# ASSIGNED TASK
For the entries below, the expected answer is the line with "Request: locate the broad green leaf", the line with "Request: locate the green tree", and every line between them, exactly as written, and nothing more.

*** INFORMATION ***

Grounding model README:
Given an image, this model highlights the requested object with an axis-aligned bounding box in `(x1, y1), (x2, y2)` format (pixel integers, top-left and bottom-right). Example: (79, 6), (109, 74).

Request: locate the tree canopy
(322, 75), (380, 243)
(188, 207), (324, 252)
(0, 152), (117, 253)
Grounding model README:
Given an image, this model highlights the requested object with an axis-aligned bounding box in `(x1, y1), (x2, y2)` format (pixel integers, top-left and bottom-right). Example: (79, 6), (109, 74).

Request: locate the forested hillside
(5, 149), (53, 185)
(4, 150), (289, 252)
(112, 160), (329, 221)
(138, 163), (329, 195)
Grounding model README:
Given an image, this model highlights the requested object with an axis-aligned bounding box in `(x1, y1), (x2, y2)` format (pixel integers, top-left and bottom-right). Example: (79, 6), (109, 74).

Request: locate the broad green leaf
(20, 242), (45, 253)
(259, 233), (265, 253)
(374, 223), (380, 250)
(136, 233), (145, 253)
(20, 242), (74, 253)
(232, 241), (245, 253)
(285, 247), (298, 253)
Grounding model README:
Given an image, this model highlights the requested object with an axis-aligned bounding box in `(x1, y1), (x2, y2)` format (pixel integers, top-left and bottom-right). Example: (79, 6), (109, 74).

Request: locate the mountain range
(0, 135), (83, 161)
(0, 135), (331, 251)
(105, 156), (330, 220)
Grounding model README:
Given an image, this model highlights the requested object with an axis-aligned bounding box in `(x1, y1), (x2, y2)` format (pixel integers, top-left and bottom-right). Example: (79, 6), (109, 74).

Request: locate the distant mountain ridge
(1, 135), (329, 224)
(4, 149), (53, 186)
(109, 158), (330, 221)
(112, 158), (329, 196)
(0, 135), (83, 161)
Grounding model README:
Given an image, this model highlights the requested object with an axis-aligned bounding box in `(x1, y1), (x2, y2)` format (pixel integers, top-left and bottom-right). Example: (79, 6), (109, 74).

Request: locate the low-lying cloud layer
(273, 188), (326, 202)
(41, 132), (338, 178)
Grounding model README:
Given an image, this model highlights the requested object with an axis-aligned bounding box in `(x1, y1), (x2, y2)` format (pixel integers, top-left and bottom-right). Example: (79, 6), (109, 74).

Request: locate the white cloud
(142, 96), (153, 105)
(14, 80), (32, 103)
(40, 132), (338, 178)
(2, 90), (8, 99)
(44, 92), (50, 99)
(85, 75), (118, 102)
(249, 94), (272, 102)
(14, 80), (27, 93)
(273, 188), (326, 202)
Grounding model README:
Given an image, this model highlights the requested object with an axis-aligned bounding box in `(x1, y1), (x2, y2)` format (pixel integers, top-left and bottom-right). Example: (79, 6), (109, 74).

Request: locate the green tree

*** End of INFORMATION ***
*** INFORMATION ***

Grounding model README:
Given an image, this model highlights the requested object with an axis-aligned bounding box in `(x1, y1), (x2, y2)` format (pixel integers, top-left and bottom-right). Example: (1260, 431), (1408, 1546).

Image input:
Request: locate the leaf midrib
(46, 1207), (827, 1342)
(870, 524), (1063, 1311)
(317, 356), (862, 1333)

*** End of INFORMATION ***
*** INFORMATION ***

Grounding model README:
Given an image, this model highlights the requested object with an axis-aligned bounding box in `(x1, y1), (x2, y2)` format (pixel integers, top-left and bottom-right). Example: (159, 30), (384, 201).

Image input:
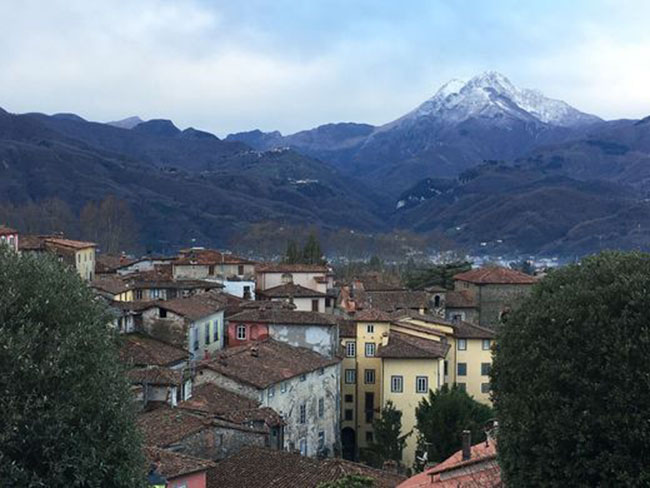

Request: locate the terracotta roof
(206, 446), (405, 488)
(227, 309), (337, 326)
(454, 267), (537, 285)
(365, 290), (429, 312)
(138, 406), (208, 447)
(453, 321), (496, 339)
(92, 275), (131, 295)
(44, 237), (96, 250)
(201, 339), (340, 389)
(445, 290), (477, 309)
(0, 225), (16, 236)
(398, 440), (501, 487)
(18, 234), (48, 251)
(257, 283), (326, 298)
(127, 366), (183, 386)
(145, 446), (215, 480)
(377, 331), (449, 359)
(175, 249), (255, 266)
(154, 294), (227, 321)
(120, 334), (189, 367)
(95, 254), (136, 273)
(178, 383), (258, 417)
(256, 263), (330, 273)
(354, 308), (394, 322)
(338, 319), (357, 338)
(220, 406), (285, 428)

*** End of INFORMATION ***

# EXPECTED ANSWER
Request: locate the broad green leaf
(20, 242), (45, 253)
(259, 233), (265, 253)
(374, 223), (380, 250)
(136, 233), (145, 253)
(20, 242), (74, 253)
(232, 241), (245, 253)
(285, 247), (298, 253)
Grounding model README:
Given an image, this model highlights the requested object with an axis-aligned bounding box in `(x1, y1), (x2, y2)` format (pixel integers, top-left and bottom-right). Example: (79, 6), (109, 74).

Request: locate the mountain range
(0, 135), (83, 161)
(0, 135), (331, 251)
(105, 156), (330, 220)
Grounding model README:
Given an image, this model highlights the requested object with an axis-aligned bounding box in `(x1, y1), (x2, y2)` format (pixel integers, top-left and bottom-right). Example: (79, 6), (109, 74).

Request: locate the distant mountain ridge
(1, 135), (329, 224)
(4, 149), (53, 186)
(109, 158), (330, 221)
(112, 158), (329, 196)
(0, 135), (83, 161)
Grounding model README:
Given an image, this model highlights the requested object with an axis-aligned bounding box in `(x1, y1), (x2, y2)` format (pixel integers, top-left and bottom-right). Example: (79, 6), (109, 74).

Request: locate the low-lying cloud layer
(273, 188), (326, 202)
(41, 132), (338, 178)
Grounding model README:
Given an image, this model highlights the requested object with an axis-aligned bounding box in `(x1, y1), (x2, y2)` format (pixel integers, top-left and bottom-right). Example: (79, 6), (109, 74).

Request: locate the white cloud
(142, 96), (153, 105)
(14, 80), (32, 103)
(40, 132), (338, 178)
(2, 90), (8, 99)
(44, 92), (50, 99)
(85, 75), (118, 102)
(249, 94), (272, 102)
(14, 80), (27, 93)
(273, 188), (326, 202)
Grounding model README:
Given an image, this model highlights the requested object with an axis-aligned bounding box in `(x1, y1), (x2, y2)` format (pixel integers, top-left and bottom-right). Example: (79, 6), (109, 74).

Request: locate the green tree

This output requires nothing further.